• [DIRECTIVE]
Transcribe the full listing below exactly.

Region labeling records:
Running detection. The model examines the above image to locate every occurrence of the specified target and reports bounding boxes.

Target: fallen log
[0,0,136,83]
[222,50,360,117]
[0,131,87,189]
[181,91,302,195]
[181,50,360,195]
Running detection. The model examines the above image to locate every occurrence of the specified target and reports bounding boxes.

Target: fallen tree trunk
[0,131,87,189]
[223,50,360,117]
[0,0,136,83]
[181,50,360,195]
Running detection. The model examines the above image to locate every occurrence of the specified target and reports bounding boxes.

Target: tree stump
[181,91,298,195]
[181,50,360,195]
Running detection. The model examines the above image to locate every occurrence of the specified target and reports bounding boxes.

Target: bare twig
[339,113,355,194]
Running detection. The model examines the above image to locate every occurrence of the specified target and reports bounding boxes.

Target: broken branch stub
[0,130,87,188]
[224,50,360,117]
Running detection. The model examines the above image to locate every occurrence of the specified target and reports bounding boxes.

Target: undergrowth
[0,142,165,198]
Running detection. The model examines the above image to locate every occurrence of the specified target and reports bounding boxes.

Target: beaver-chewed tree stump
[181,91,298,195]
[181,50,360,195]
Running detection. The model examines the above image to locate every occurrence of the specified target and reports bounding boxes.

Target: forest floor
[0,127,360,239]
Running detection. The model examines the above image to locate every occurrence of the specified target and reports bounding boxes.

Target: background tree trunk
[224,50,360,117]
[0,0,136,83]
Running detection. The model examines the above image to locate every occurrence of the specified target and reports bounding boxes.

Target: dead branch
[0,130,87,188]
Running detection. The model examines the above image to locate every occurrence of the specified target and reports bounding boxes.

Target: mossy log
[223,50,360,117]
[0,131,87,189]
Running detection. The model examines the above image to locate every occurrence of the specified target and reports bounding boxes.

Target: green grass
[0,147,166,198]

• [SOLUTION TO THE PROBLEM]
Running detection. The model examines the above image to locate every occurrence of the specified target and reports bounding boxes.

Target: fallen log
[0,0,136,83]
[222,50,360,117]
[0,131,87,189]
[181,91,302,195]
[181,50,360,195]
Running detection. The model examines the above image to locate every occurrence of the specified target and reports bounding boxes.

Target: fallen tree trunk
[0,131,87,189]
[223,50,360,117]
[0,0,136,83]
[181,50,360,195]
Running detection. The model examines the above image to locate every occurrence of the specified target and reports bounding boxes.

Target: tree stump
[181,91,298,195]
[181,50,360,195]
Running detection. The model examines the above image to locate every occurrence of the specified target and reports bounding boxes.

Target: bare twig
[339,113,355,194]
Running detection. The model examines the above image to locate every occurrence of the specified target and reports bounding boxes.

Target: broken branch stub
[0,130,87,188]
[224,50,360,117]
Running detection. The model examines the above image to locate every occurrence of the specified target and reports bounding boxes.

Target: undergrowth
[0,142,165,198]
Running detection. The model examines the above image to locate every occurrence of the specified target and reports bounding boxes.

Target: beaver-chewed tree stump
[181,91,298,195]
[181,50,360,195]
Running detection. The model examines the above image to locate every occurrence of the specified target and reports bounding boxes.

Target: forest floor
[0,127,360,239]
Running detection. The model examines the above image to locate every occurrence of the specified target and reports bounding boxes.

Target: background tree trunk
[224,50,360,117]
[0,0,136,83]
Running detection. The model examines the above image to locate every occurrence of the specified target and reports bounding boxes.

Target: dead branch
[0,130,87,188]
Running detection. The model examines the above image to locate every occurrence of the specified target and reports bounding boxes.

Target: mossy log
[223,50,360,117]
[0,131,87,189]
Running detection. The model examines the above image to locate every occurrence of the specified target and reports bounding boxes.

Target: green grass
[0,147,166,198]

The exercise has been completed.